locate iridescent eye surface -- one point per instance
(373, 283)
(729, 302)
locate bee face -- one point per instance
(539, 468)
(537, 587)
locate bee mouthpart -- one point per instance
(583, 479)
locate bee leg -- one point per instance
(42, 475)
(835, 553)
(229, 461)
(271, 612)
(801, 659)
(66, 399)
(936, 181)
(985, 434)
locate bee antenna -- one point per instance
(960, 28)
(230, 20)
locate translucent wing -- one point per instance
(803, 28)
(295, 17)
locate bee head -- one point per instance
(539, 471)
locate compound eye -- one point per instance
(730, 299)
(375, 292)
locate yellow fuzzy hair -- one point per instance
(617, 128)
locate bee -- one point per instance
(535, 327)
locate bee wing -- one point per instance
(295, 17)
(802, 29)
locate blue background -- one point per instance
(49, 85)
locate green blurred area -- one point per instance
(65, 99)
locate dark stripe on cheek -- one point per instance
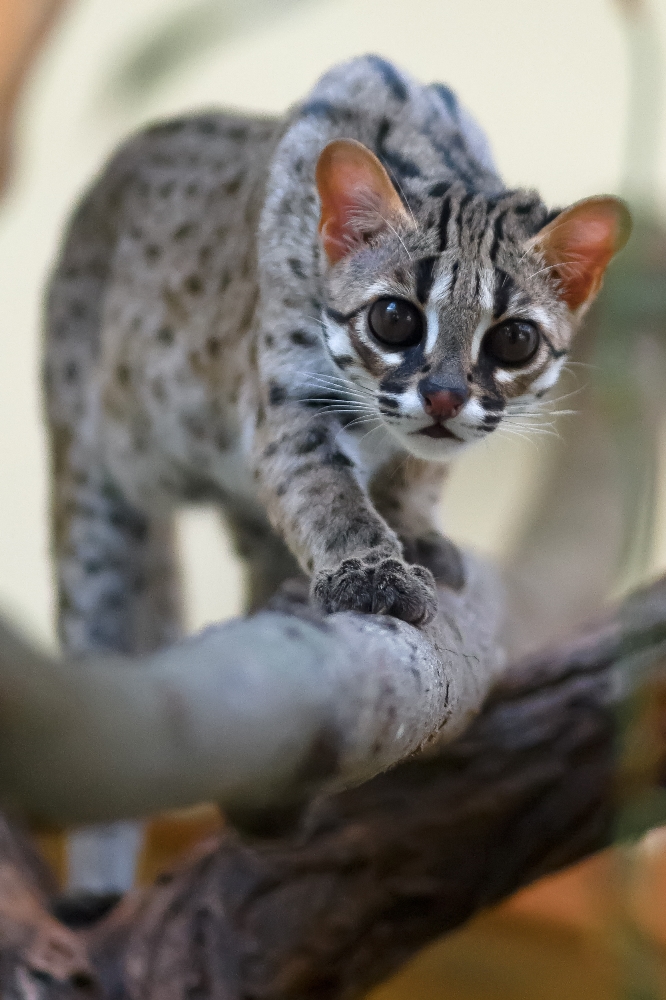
(424, 270)
(444, 224)
(341, 318)
(504, 286)
(343, 360)
(371, 361)
(498, 235)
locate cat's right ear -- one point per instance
(357, 197)
(579, 243)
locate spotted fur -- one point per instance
(200, 348)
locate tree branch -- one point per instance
(376, 872)
(252, 713)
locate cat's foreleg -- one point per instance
(407, 492)
(311, 489)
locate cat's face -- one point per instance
(450, 322)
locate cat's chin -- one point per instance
(433, 447)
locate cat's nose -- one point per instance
(442, 403)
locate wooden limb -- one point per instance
(253, 713)
(376, 872)
(36, 951)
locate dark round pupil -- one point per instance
(396, 322)
(512, 343)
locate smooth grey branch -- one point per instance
(251, 713)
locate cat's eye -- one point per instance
(396, 323)
(512, 343)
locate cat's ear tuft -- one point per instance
(357, 197)
(579, 244)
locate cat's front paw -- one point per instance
(389, 587)
(434, 551)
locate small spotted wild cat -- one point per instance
(303, 320)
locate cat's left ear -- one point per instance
(357, 197)
(579, 244)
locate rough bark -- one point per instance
(374, 873)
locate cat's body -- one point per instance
(208, 340)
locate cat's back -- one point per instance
(162, 234)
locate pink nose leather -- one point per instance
(443, 404)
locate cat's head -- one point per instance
(452, 316)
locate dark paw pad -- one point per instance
(439, 555)
(388, 587)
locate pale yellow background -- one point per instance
(547, 80)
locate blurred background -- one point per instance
(568, 94)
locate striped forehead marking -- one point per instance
(432, 334)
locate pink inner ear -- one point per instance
(356, 195)
(580, 243)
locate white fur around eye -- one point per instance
(432, 330)
(338, 340)
(472, 412)
(411, 402)
(479, 333)
(505, 376)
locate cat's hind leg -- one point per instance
(118, 592)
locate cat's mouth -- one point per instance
(438, 431)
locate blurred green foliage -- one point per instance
(180, 38)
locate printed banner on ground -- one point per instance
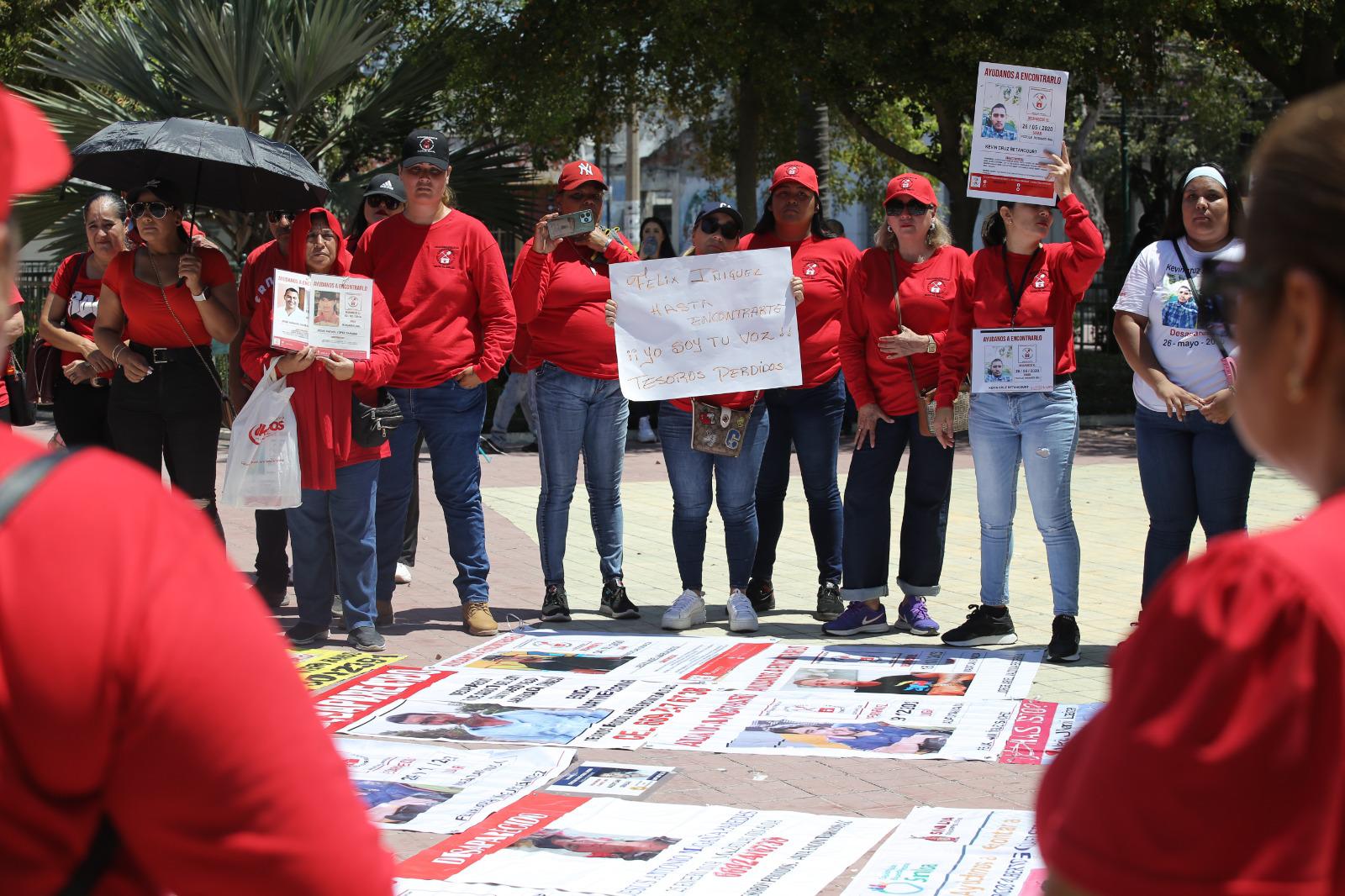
(869, 669)
(530, 709)
(736, 721)
(663, 658)
(619, 848)
(324, 667)
(1040, 730)
(957, 851)
(1020, 114)
(441, 790)
(705, 324)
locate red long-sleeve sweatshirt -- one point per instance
(927, 291)
(1060, 275)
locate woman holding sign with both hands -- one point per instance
(728, 475)
(1021, 282)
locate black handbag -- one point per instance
(370, 425)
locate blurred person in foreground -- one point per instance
(129, 766)
(1255, 629)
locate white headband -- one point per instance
(1205, 171)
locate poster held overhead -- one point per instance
(1019, 118)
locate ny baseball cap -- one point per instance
(33, 156)
(911, 186)
(428, 147)
(797, 172)
(710, 208)
(580, 172)
(387, 186)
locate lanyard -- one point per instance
(1015, 298)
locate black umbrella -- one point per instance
(219, 166)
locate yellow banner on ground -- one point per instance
(324, 667)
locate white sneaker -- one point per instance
(686, 611)
(741, 616)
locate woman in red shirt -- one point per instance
(1022, 282)
(340, 477)
(807, 416)
(560, 289)
(1216, 766)
(166, 397)
(891, 356)
(67, 320)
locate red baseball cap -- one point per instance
(33, 156)
(911, 186)
(797, 172)
(580, 172)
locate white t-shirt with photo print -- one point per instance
(1157, 288)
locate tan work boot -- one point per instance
(477, 620)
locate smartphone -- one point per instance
(571, 225)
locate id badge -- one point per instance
(1013, 360)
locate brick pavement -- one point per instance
(1109, 512)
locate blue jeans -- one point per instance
(340, 521)
(735, 492)
(810, 419)
(1042, 430)
(451, 419)
(1189, 470)
(578, 414)
(868, 513)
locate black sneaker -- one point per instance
(1064, 640)
(762, 595)
(367, 640)
(306, 634)
(985, 626)
(829, 602)
(555, 606)
(615, 603)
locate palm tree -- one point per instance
(333, 78)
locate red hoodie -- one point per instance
(1060, 275)
(322, 403)
(825, 268)
(927, 293)
(448, 293)
(562, 298)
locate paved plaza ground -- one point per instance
(1109, 512)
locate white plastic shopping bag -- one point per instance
(262, 468)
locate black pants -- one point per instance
(81, 412)
(171, 417)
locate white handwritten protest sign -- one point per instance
(1019, 118)
(705, 324)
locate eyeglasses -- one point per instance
(726, 229)
(896, 208)
(155, 208)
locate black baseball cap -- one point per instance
(388, 186)
(710, 208)
(423, 145)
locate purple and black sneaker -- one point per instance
(858, 619)
(915, 618)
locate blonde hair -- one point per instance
(938, 237)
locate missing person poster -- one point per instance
(1019, 116)
(705, 324)
(622, 848)
(329, 314)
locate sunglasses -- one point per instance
(155, 208)
(896, 208)
(726, 229)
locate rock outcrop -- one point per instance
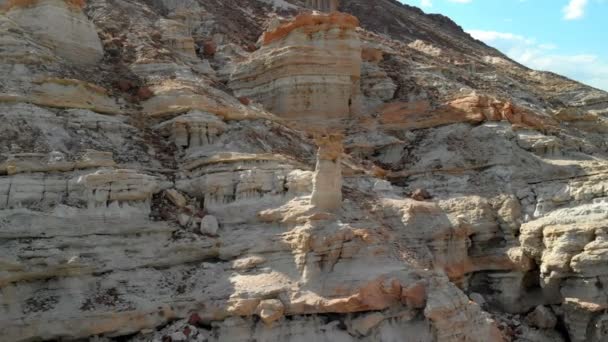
(327, 180)
(171, 189)
(323, 5)
(59, 25)
(306, 69)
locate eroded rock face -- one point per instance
(327, 181)
(146, 198)
(61, 26)
(306, 69)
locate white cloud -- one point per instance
(575, 9)
(587, 68)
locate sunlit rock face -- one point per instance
(59, 25)
(323, 5)
(306, 68)
(150, 197)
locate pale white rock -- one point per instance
(209, 225)
(270, 310)
(176, 198)
(327, 182)
(62, 27)
(542, 317)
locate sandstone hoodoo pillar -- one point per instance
(307, 70)
(60, 25)
(327, 181)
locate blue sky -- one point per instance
(569, 37)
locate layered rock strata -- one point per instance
(306, 69)
(59, 25)
(146, 199)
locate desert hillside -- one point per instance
(273, 170)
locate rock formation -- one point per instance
(323, 5)
(327, 180)
(59, 25)
(306, 69)
(159, 180)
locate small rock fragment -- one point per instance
(364, 324)
(176, 198)
(209, 225)
(542, 317)
(477, 298)
(421, 195)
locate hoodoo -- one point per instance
(160, 180)
(307, 69)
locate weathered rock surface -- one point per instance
(306, 69)
(59, 25)
(173, 191)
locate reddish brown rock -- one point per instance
(144, 93)
(209, 48)
(244, 100)
(421, 195)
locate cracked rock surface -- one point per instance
(258, 170)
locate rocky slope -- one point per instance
(230, 170)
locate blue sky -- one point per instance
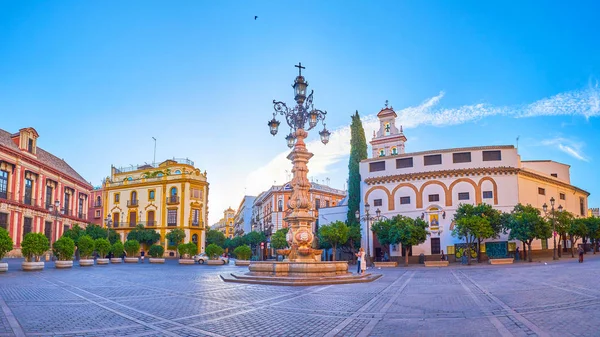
(98, 79)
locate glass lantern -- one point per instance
(273, 126)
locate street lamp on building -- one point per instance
(56, 212)
(368, 219)
(108, 222)
(545, 208)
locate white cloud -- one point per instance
(570, 147)
(584, 102)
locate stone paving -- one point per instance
(554, 299)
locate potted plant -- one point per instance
(185, 255)
(214, 252)
(156, 254)
(33, 246)
(102, 247)
(242, 255)
(6, 245)
(117, 249)
(132, 247)
(64, 248)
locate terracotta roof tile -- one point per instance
(45, 158)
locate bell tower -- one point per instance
(389, 140)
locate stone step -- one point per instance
(298, 281)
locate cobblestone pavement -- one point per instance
(557, 299)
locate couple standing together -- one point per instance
(362, 261)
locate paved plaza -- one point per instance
(557, 299)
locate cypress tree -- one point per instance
(358, 152)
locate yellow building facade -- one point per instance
(165, 196)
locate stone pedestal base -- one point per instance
(86, 262)
(243, 263)
(298, 269)
(31, 266)
(186, 261)
(63, 264)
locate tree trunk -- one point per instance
(333, 252)
(468, 254)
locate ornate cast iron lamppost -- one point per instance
(301, 118)
(368, 219)
(545, 208)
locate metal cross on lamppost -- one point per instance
(300, 118)
(368, 218)
(56, 211)
(545, 208)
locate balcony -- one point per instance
(29, 201)
(6, 195)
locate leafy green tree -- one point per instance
(102, 247)
(577, 231)
(117, 249)
(85, 246)
(477, 223)
(74, 233)
(64, 248)
(144, 236)
(562, 224)
(33, 246)
(526, 224)
(156, 251)
(176, 236)
(593, 230)
(243, 252)
(213, 251)
(408, 232)
(383, 230)
(358, 152)
(278, 240)
(215, 237)
(6, 243)
(335, 234)
(132, 247)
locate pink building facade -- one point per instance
(32, 183)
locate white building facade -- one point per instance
(432, 185)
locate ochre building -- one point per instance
(165, 196)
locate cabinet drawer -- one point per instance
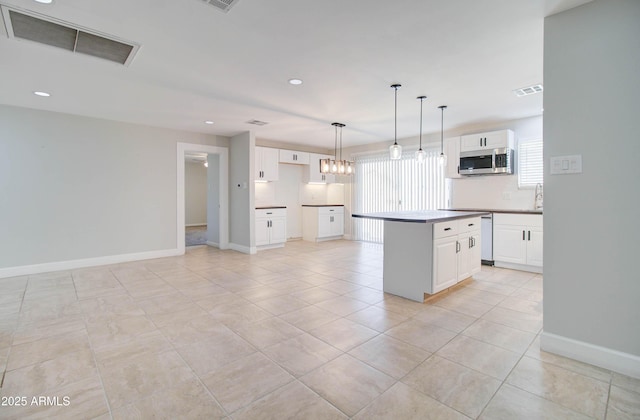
(468, 225)
(444, 229)
(330, 210)
(271, 213)
(517, 219)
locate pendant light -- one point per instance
(337, 165)
(421, 155)
(442, 159)
(395, 151)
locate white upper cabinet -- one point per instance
(489, 140)
(452, 151)
(312, 171)
(266, 164)
(291, 156)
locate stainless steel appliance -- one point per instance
(486, 231)
(487, 162)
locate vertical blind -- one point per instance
(530, 163)
(382, 184)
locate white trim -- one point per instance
(86, 262)
(521, 267)
(242, 248)
(223, 152)
(625, 363)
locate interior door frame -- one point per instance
(223, 154)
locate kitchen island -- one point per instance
(427, 252)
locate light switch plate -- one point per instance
(561, 165)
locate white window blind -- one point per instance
(530, 163)
(382, 184)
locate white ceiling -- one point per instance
(197, 63)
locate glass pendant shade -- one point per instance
(395, 151)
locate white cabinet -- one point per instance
(517, 241)
(452, 151)
(270, 227)
(312, 172)
(322, 223)
(489, 140)
(291, 156)
(456, 252)
(266, 164)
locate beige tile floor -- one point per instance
(303, 332)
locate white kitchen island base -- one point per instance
(428, 252)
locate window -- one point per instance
(382, 184)
(530, 163)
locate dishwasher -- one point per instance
(486, 231)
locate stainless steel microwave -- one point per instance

^^^^

▶ Task
Extract every line from the one containing "locate vertical blind" to the end of the entries, including both of those lines, exactly as given and with nothing added.

▶ Solved problem
locate vertical blind -- one point per instance
(530, 163)
(382, 184)
locate white trim -- one point per instance
(86, 262)
(521, 267)
(242, 248)
(223, 152)
(625, 363)
locate interior door frame -- one point per instance
(223, 154)
locate kitchen island -- one point per instance
(427, 252)
locate light switch plate -- one point per instance
(561, 165)
locate white window blind -- one point per instance
(530, 163)
(382, 184)
locate white ceiling -- one point per instance
(197, 63)
locate glass pendant shade -- one point per instance
(395, 151)
locate white cabinet -- one point per instance
(517, 241)
(452, 151)
(270, 227)
(312, 172)
(322, 223)
(489, 140)
(291, 156)
(456, 252)
(266, 164)
locate beige tile floor -- one point per instance
(303, 332)
locate white kitchen island base -- one point per instance
(428, 252)
locate window -- one point per instance
(382, 184)
(530, 163)
locate dishwasher -- one point per instance
(486, 231)
locate stainless steel microwave -- one point per instance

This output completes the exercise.